## Text excerpt
* * * * * * * * *
FTY720 does not decrease the severity of demyelination. Mice were infected with 150 plaque-forming units of JHMV and 3 mg/kg FTY720 or control vehicle treatment initiated at day 13 postinfection (p.i.) and transplanted with green fluorescent protein (GFP)–neural progenitor cells (NPCs) at day 14 p.i. In addition, JHMV-infected mice treated with FTY720 or vehicle alone served as an additional control. A: Representative glutathione S-transferase (GST)-π immunofluorescence staining of spinal cords isolated at day 14 posttransplant (p.t.) from JHMV-infected mice engrafted with GFP-NPCs at day 14 p.i. and treated with either FTY720 or control at day 13 p.i. Arrowheads represent GST-π–positive transplanted GFP-NPCs. B: Similar frequencies of GFP-positive mature oligodendrocytes in GFP-NPC–transplanted mice treated with either FTY720 or vehicle. Twelve spinal cord sections per mouse were counted to determine the frequency of transplanted GFP-NPCs that differentiated into GST-π–positive cells. C: Representative luxol fast blue–stained spinal cord sections from NPC-transplanted mice treated with either FTY720 or control vehicle, or nontransplanted mice treated with FTY720 or control vehicle at day 14 p.t. D: Quantification of demyelination indicates no differences in the severity of white matter damage in experimental groups of mice at day 14 p.t. Data are presented as means ± SEM (B and D). n = 2 independent experiments with n = 4 or more mice per experimental group (B); n = 2 independent experiments with n = 5 or more mice per experimental group (D). Scale bar = 50 μm (A).
* * * * * * * * *
## Record excerpts
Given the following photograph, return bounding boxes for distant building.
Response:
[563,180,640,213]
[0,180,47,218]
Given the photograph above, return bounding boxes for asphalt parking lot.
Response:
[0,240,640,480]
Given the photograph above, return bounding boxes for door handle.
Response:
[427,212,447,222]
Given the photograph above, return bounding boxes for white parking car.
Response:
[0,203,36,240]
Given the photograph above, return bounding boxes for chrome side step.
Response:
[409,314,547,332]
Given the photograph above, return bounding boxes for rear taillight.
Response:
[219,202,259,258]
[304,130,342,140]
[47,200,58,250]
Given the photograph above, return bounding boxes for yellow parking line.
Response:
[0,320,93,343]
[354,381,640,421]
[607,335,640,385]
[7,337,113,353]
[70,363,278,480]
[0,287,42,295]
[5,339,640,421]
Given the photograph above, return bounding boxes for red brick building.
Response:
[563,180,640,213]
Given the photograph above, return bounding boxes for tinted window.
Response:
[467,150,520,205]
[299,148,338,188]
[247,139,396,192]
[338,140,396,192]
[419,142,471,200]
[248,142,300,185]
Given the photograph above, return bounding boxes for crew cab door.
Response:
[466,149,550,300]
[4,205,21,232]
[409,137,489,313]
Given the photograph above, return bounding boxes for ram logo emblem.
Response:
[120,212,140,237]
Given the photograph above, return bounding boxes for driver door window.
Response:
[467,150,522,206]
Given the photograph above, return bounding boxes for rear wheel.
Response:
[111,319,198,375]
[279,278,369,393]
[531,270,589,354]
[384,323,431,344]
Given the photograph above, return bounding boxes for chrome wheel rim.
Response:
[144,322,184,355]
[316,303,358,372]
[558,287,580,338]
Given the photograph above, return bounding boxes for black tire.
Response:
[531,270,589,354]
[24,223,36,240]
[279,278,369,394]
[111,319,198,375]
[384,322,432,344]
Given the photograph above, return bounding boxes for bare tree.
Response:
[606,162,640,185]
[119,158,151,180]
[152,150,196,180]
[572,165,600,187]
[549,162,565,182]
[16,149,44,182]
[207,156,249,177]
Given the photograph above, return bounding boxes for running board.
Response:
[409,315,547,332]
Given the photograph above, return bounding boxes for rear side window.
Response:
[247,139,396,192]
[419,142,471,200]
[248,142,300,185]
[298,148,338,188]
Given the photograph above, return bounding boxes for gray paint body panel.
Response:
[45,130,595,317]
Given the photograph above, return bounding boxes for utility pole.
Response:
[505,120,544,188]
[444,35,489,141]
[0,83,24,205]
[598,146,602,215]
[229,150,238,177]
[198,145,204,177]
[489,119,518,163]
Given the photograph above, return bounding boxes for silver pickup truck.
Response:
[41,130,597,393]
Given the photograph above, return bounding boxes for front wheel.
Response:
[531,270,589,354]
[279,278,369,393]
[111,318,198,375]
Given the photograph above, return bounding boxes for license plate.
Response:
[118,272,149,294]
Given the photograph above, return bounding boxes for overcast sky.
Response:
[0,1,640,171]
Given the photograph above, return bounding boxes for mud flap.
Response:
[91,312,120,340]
* * * * * * * * *
## Exercise
List each abbreviation in the FTY720 demyelination legend that is given together with its full term, and pair each one with that term.

## Written answer
- p.i.: postinfection
- GFP: green fluorescent protein
- NPCs: neural progenitor cells
- GST: glutathione S-transferase
- p.t.: posttransplant